══ FRAGMENTO DEL DOCUMENTO ══

Esto ya tiene pinta de finales de agosto y primeros de septiembre. Los días más cortos, el fresco de la mañana, el pantalón largo y tantos recuerdos; el sol anaranjado del atardecer y las sombras largas a partir de las siete; el retorno al trabajo para quien haya disfrutado de vacaciones y recogerse antes para sumergirnos entre las páginas de un libro que duerme en el porche y huele a humedad. Hasta el olor ambiental es diferente en el cruce de meses.

Estoy ansioso por conocer qué palabras de las utilizadas hasta este verano desaparecerán o se mantendrán por un tiempo en el vocabulario. En el verano de 2020, el año pandémico, nos hartamos de leer, oír y escribir desescalada, resiliencia y nueva normalidad. En septiembre del año pasado prácticamente dejaron de utilizarse las tres. Duraron en el habla popular menos que telefax o CD-Rom (o cederrón, como la introdujo la Academia en su diccionario cuando todo el mundo ya guardaba archivos en pendrive). De vez en cuando, todavía alguien dice resiliencia, que habita hace tiempo en la lengua castellana, aunque sólo la hemos empleado en tiempos de pandemia y la mayoría no sabe lo que significa o la utiliza al tuntún. Ese mozo tiene una resiliencia que te cagas… y un buen culo. A partir de septiembre volveremos a encontrar resiliencia en algún texto de Afganistán.

═══
══ EXTRACTOS DE DATOS ══

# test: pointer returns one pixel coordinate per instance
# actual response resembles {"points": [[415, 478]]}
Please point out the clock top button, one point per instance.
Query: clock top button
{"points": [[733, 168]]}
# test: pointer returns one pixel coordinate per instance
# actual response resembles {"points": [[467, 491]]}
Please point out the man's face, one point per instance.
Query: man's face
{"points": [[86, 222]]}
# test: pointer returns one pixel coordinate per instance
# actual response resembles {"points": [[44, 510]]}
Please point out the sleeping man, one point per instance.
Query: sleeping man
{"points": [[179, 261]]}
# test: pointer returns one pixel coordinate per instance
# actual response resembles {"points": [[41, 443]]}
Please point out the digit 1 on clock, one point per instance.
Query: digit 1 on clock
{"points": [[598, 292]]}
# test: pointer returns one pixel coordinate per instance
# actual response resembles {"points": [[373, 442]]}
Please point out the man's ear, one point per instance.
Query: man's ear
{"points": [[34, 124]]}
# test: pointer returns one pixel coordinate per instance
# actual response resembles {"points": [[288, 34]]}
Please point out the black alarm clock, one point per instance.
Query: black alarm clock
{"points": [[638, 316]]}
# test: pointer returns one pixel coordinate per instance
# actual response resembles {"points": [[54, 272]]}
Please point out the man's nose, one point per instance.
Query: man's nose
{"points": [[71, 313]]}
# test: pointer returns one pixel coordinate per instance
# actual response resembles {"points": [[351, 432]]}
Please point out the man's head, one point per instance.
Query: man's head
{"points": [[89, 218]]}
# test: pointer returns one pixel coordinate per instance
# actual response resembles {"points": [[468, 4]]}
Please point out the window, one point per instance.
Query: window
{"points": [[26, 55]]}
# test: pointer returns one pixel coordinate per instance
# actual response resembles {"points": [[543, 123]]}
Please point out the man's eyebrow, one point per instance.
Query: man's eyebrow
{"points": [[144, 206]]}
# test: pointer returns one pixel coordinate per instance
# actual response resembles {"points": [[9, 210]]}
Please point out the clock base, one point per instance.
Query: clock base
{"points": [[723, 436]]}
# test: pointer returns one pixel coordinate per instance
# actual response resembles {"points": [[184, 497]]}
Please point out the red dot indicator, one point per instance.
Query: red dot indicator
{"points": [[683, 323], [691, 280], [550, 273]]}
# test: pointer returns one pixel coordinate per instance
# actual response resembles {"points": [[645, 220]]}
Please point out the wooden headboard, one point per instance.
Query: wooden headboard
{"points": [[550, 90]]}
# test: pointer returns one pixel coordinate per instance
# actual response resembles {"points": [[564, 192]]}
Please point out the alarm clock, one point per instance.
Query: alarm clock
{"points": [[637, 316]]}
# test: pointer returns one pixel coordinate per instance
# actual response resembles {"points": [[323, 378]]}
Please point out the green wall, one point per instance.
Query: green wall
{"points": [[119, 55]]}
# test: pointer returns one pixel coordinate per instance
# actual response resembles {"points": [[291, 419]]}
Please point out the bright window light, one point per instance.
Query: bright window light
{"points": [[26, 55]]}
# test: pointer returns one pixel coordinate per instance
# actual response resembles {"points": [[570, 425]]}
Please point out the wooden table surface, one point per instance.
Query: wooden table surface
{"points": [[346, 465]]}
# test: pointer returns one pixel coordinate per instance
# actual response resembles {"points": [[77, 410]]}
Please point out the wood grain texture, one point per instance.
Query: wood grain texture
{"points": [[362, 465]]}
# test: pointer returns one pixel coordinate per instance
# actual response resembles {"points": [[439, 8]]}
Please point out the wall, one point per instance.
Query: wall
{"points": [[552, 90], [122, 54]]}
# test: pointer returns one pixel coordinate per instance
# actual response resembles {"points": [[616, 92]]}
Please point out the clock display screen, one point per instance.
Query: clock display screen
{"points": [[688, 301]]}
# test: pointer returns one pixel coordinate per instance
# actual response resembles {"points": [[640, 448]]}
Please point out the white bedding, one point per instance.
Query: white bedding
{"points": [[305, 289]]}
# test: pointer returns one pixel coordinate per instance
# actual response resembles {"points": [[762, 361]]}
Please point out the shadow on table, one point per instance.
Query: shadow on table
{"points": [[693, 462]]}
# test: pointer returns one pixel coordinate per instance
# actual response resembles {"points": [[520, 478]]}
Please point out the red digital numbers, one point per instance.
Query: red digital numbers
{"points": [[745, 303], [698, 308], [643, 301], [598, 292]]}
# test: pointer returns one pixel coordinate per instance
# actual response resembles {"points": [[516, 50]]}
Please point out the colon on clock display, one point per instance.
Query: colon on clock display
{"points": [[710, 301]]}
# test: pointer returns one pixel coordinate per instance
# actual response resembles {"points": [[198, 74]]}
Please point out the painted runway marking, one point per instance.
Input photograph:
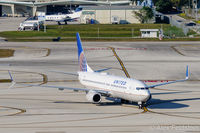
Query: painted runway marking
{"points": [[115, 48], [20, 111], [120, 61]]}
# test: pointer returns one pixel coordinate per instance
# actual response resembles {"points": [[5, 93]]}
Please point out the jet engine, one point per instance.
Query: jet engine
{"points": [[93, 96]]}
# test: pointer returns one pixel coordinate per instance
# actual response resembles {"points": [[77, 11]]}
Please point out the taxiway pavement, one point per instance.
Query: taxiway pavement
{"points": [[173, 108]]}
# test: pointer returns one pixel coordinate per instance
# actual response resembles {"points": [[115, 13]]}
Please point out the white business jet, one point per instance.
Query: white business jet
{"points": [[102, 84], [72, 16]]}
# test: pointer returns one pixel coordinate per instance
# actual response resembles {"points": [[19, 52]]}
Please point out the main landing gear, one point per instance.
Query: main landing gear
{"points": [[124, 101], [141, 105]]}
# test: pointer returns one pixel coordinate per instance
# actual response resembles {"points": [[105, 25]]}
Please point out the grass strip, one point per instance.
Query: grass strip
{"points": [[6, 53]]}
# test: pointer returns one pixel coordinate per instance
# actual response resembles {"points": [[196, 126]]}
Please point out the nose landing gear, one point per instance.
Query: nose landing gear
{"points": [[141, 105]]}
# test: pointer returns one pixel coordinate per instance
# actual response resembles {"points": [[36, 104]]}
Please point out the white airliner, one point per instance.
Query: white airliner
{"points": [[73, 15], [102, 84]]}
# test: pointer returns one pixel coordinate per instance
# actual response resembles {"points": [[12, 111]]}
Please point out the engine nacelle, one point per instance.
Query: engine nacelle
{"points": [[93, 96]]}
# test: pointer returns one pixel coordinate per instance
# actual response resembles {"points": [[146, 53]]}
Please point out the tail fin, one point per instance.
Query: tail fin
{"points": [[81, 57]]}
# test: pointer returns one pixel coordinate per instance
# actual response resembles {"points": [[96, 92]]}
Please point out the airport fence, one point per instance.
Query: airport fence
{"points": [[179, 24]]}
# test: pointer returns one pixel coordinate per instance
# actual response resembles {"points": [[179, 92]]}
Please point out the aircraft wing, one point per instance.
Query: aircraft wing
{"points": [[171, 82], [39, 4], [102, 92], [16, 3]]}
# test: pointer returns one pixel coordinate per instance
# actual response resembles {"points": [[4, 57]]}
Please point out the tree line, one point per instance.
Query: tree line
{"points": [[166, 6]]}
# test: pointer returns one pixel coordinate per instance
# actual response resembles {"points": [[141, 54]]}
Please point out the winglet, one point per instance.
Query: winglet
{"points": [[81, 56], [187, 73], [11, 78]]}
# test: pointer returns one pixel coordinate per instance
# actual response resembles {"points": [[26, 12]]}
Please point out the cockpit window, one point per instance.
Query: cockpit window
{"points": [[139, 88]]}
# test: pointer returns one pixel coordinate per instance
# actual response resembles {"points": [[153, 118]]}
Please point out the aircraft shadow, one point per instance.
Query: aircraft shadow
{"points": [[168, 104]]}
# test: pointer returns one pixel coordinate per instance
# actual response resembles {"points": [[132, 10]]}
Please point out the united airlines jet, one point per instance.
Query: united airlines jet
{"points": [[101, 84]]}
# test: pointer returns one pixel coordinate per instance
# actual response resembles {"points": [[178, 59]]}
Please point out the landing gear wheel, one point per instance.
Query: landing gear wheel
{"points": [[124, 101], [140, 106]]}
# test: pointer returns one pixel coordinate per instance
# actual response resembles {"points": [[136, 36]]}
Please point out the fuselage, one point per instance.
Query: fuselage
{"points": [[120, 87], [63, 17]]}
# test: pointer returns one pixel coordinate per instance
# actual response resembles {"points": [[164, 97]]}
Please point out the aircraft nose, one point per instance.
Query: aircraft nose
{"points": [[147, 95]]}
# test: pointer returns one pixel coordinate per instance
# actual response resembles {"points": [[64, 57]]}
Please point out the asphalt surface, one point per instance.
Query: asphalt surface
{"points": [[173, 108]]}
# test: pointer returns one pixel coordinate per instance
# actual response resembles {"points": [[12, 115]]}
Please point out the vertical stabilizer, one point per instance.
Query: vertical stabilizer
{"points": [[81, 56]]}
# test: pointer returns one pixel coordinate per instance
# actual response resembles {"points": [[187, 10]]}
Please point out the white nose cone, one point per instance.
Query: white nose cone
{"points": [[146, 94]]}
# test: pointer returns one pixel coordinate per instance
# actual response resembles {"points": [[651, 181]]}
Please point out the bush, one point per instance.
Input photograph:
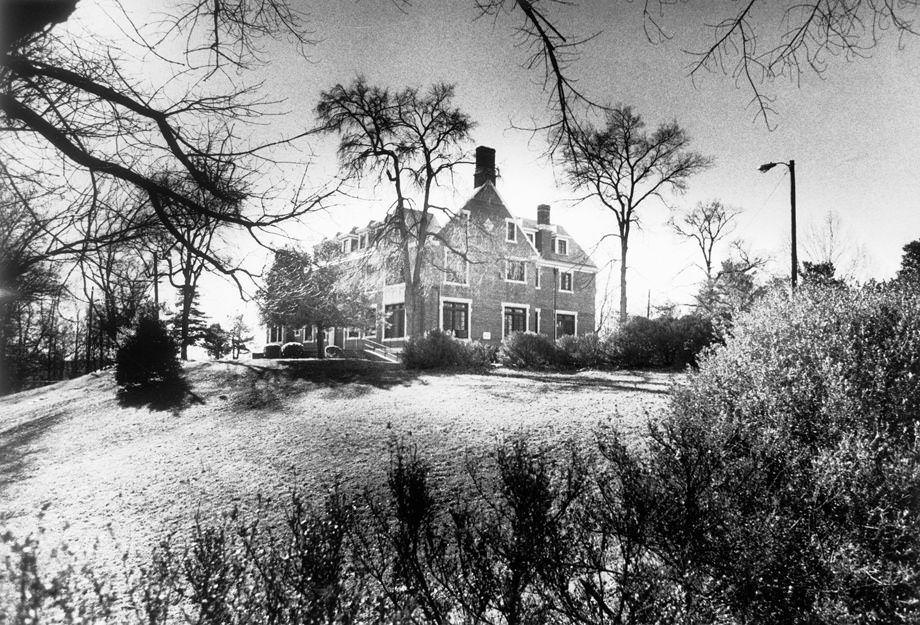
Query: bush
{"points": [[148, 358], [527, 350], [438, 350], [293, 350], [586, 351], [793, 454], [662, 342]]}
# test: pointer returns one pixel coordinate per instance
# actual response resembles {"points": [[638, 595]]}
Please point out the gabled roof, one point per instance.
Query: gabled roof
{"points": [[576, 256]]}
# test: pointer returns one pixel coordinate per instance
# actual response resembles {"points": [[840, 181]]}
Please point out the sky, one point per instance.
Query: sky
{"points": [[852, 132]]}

═══
══ EXTRACTOS DE DATOS ══

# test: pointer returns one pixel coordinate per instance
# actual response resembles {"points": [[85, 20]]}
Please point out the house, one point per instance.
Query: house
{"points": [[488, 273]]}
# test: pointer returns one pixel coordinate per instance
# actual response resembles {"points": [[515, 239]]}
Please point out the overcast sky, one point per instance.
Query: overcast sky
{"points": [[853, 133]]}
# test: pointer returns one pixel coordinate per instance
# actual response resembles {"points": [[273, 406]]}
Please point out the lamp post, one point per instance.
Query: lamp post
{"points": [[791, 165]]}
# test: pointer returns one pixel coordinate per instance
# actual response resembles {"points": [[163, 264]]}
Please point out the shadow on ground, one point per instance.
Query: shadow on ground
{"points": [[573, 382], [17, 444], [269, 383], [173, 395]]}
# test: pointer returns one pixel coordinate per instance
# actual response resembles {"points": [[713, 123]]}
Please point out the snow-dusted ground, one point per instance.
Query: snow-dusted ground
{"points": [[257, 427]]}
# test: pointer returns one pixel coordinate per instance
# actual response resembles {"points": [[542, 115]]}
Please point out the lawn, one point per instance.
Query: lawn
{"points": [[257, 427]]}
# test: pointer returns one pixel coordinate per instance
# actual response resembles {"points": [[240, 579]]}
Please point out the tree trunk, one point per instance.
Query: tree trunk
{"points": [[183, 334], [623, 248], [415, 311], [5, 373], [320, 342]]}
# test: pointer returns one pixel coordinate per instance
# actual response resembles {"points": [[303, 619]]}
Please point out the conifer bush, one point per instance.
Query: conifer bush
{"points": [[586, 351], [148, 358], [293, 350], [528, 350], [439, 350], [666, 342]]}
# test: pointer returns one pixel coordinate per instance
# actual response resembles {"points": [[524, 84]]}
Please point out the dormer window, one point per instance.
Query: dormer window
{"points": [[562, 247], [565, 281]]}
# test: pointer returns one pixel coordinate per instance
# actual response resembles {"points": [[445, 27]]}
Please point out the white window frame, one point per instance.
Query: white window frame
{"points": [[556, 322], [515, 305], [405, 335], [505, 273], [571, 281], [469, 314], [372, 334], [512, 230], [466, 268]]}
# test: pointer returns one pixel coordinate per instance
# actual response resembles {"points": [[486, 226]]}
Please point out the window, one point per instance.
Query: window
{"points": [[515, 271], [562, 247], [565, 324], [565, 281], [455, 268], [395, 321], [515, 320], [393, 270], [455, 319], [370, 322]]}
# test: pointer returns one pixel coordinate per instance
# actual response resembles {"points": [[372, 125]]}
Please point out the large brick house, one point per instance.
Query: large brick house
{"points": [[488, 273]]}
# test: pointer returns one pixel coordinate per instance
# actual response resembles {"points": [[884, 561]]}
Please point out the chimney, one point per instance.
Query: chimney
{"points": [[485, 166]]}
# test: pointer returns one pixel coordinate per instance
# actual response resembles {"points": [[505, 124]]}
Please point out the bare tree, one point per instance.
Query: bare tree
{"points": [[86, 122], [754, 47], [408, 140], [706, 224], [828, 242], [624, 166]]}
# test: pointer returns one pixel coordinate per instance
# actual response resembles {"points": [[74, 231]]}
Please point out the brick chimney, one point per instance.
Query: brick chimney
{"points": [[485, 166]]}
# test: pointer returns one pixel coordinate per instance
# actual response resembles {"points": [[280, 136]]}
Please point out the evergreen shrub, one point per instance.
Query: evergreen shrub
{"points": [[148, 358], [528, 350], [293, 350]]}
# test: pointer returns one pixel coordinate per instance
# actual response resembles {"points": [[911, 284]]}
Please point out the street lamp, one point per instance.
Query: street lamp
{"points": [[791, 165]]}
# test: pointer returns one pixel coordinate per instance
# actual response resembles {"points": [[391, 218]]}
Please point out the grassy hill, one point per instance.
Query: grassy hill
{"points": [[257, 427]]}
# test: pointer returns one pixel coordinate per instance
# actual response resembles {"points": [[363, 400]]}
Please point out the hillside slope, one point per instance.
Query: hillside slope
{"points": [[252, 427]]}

═══

- TUS TAREAS
A) Devuelve, por favor, sin cambios el tramo del fragmento sobre el fin del verano que va desde "Esto ya tiene" hasta "cruce de meses.".
B) Retoma el fragmento sobre el fin del verano y continúalo a partir de su última oración.
Los datos no tienen ningún papel en esto.

- RESPUESTAS POR PUNTO
A)
Esto ya tiene pinta de finales de agosto y primeros de septiembre. Los días más cortos, el fresco de la mañana, el pantalón largo y tantos recuerdos; el sol anaranjado del atardecer y las sombras largas a partir de las siete; el retorno al trabajo para quien haya disfrutado de vacaciones y recogerse antes para sumergirnos entre las páginas de un libro que duerme en el porche y huele a humedad. Hasta el olor ambiental es diferente en el cruce de meses.

B)
Este verano, José Luis Martínez-Almeida, alcalde de Madrid, ha vuelto a poner de moda la palabra alpargata, que hasta que no criticó a Pedro Sánchez corría el riesgo de convertirse en vulgar zapatilla. El portavoz del PP ha devuelto a este tradicional calzado su razón de ser y al gremio alpargatero la honorabilidad que el desdén del edil madrileño parecía querer arrebatarle.

Cada mes tiene su aquél. Enero es el de la cuesta; febrero, el de los enamorados; marzo, el de las Fallas (por más que este año se celebren en agosto); abril, el de la lluvia; mayo, el de la primavera; junio, el del fin de curso; julio, el de la primera operación salida; agosto, el de las vacaciones; septiembre, el de los retornos; octubre, el del cambio de hora; noviembre, el de los muertos y la cada vez más temprana campaña navideña; y diciembre, el del despiporre de fiestas, celebraciones, comidas de empresa y la tradicional conversación de Nochebuena con el cuñado, que, aunque cena de gratis, suelta aquello de que como el besugo al horno de su madre no hay ninguno. Aguantar eso también es resiliencia.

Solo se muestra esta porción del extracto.